## Material shown
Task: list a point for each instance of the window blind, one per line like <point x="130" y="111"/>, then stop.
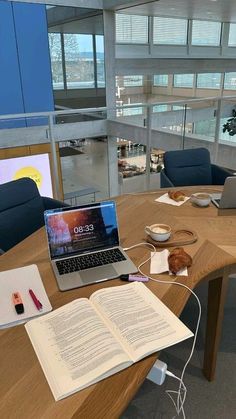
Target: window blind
<point x="160" y="80"/>
<point x="131" y="29"/>
<point x="169" y="31"/>
<point x="133" y="81"/>
<point x="206" y="33"/>
<point x="230" y="81"/>
<point x="183" y="80"/>
<point x="209" y="80"/>
<point x="232" y="35"/>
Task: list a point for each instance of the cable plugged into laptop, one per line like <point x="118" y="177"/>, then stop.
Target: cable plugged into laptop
<point x="158" y="374"/>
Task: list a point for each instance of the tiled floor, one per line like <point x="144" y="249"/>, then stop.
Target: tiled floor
<point x="90" y="169"/>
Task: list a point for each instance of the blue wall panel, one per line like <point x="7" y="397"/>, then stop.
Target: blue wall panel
<point x="33" y="51"/>
<point x="11" y="100"/>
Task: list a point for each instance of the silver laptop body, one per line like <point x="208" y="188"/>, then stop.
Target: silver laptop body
<point x="228" y="197"/>
<point x="80" y="234"/>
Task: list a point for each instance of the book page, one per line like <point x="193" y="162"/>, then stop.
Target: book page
<point x="75" y="348"/>
<point x="139" y="319"/>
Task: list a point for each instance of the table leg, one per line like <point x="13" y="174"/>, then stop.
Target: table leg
<point x="217" y="289"/>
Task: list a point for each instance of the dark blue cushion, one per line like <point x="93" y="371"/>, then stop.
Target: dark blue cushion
<point x="21" y="211"/>
<point x="188" y="167"/>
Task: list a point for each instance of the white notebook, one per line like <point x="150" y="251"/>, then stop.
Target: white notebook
<point x="21" y="280"/>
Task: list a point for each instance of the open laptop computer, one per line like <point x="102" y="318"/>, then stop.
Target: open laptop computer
<point x="226" y="199"/>
<point x="84" y="245"/>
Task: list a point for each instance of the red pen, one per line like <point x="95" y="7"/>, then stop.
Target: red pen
<point x="37" y="303"/>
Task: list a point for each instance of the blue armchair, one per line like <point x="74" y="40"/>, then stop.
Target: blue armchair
<point x="21" y="211"/>
<point x="191" y="167"/>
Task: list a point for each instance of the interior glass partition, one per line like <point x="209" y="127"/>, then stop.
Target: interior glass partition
<point x="84" y="166"/>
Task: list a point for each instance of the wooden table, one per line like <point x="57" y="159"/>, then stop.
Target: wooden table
<point x="23" y="388"/>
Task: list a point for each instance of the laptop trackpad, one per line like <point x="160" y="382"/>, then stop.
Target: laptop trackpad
<point x="98" y="274"/>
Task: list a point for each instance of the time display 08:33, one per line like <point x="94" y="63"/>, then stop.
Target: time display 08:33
<point x="84" y="229"/>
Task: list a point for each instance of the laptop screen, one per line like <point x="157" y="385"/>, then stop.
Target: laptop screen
<point x="81" y="229"/>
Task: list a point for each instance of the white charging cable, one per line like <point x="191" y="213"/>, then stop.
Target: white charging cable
<point x="179" y="405"/>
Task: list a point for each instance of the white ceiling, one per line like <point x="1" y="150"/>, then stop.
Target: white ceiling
<point x="221" y="10"/>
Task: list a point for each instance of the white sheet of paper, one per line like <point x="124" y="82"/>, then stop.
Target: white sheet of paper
<point x="166" y="200"/>
<point x="159" y="263"/>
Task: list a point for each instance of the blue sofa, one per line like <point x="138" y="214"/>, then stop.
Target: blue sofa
<point x="22" y="211"/>
<point x="191" y="167"/>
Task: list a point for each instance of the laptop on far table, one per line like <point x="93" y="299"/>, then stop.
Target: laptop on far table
<point x="84" y="245"/>
<point x="226" y="199"/>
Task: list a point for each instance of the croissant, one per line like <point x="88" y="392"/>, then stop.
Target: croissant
<point x="177" y="195"/>
<point x="178" y="259"/>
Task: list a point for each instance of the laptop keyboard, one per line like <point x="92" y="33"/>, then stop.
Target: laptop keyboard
<point x="93" y="260"/>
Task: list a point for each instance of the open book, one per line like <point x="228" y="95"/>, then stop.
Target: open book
<point x="85" y="341"/>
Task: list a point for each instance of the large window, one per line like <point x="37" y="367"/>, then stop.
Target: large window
<point x="183" y="80"/>
<point x="230" y="81"/>
<point x="132" y="81"/>
<point x="206" y="33"/>
<point x="131" y="29"/>
<point x="160" y="80"/>
<point x="232" y="35"/>
<point x="56" y="60"/>
<point x="209" y="80"/>
<point x="100" y="60"/>
<point x="76" y="53"/>
<point x="170" y="31"/>
<point x="79" y="61"/>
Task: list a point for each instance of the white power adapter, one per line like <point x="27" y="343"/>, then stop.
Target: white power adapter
<point x="158" y="372"/>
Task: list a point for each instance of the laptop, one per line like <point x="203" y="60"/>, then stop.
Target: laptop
<point x="226" y="199"/>
<point x="84" y="246"/>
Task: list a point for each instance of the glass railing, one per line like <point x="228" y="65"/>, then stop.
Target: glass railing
<point x="94" y="158"/>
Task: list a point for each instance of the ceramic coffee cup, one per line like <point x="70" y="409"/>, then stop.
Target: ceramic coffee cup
<point x="201" y="199"/>
<point x="158" y="232"/>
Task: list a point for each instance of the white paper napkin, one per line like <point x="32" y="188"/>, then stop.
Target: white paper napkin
<point x="165" y="199"/>
<point x="159" y="263"/>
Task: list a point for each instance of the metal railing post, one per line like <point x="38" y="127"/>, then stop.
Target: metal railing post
<point x="55" y="177"/>
<point x="184" y="125"/>
<point x="148" y="146"/>
<point x="217" y="130"/>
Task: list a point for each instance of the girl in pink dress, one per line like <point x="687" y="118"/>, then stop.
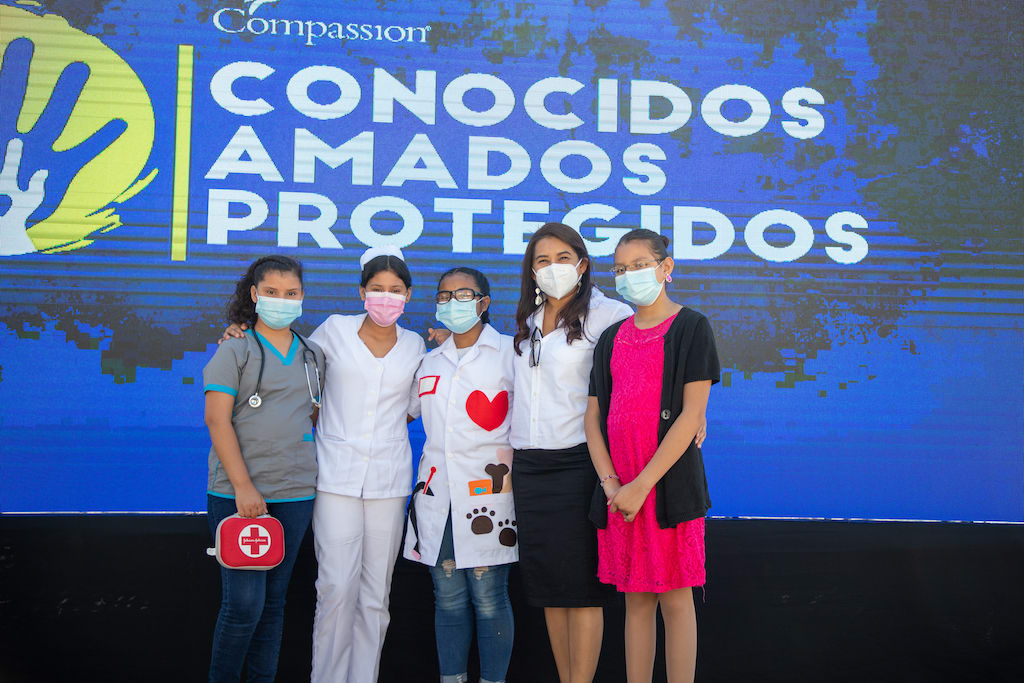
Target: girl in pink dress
<point x="649" y="386"/>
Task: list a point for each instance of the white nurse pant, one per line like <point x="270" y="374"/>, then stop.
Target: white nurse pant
<point x="356" y="542"/>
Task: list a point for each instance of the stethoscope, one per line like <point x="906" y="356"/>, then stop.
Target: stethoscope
<point x="255" y="400"/>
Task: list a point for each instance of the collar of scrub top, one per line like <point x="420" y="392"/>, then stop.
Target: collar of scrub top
<point x="488" y="337"/>
<point x="374" y="252"/>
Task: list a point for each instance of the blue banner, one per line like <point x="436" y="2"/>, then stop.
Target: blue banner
<point x="841" y="183"/>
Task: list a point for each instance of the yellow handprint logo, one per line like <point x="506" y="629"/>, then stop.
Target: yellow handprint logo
<point x="101" y="138"/>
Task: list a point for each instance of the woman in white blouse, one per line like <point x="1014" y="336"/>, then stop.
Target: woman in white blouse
<point x="559" y="319"/>
<point x="366" y="467"/>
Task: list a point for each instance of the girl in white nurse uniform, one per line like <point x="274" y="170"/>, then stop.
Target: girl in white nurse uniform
<point x="366" y="467"/>
<point x="462" y="520"/>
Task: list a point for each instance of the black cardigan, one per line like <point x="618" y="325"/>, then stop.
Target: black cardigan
<point x="689" y="356"/>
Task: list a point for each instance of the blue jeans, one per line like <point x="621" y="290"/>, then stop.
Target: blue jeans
<point x="252" y="606"/>
<point x="458" y="593"/>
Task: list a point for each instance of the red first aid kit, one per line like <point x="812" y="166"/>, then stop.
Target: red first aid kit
<point x="249" y="543"/>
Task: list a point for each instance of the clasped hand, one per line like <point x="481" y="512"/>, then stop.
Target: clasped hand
<point x="626" y="499"/>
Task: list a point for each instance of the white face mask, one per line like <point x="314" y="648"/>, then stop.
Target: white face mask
<point x="558" y="280"/>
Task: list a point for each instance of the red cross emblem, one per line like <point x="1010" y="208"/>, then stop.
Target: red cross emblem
<point x="257" y="543"/>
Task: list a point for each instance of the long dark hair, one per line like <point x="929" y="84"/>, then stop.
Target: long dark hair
<point x="658" y="244"/>
<point x="241" y="307"/>
<point x="573" y="314"/>
<point x="482" y="286"/>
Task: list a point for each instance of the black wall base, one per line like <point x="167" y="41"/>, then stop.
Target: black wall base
<point x="134" y="598"/>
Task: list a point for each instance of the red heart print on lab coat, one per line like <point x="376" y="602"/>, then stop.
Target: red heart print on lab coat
<point x="487" y="414"/>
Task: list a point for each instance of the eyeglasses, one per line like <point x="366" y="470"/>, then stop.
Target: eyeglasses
<point x="464" y="294"/>
<point x="636" y="265"/>
<point x="535" y="347"/>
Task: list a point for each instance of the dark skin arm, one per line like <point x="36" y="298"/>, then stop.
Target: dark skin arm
<point x="631" y="496"/>
<point x="249" y="501"/>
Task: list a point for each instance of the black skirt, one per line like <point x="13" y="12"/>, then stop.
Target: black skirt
<point x="557" y="541"/>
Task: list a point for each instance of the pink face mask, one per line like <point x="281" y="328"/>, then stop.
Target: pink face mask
<point x="384" y="308"/>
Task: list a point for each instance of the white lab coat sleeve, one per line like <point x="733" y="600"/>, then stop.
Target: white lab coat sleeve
<point x="414" y="395"/>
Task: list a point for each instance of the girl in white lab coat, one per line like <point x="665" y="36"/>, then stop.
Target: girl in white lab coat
<point x="462" y="520"/>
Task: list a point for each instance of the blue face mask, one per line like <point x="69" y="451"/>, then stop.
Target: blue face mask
<point x="639" y="287"/>
<point x="278" y="313"/>
<point x="458" y="316"/>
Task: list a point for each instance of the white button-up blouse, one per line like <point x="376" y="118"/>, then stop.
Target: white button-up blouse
<point x="363" y="444"/>
<point x="551" y="397"/>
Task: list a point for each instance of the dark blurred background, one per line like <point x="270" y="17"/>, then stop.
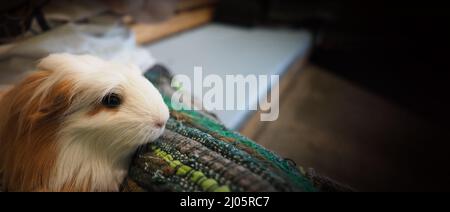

## Instructions to follow
Repeat the records word for word, starting at the line that contains "Task: list a point for each instance of the white button-up" and continuing through the end of the records, both ends included. Leave the pictures out of your answer.

## Correct answer
Task: list a point for each instance of the white button-up blouse, one per line like <point x="376" y="118"/>, then stop.
Target: white button-up blouse
<point x="363" y="444"/>
<point x="551" y="397"/>
Task: list a point for each instance of the dark blurred background, one per line like <point x="270" y="17"/>, then stop.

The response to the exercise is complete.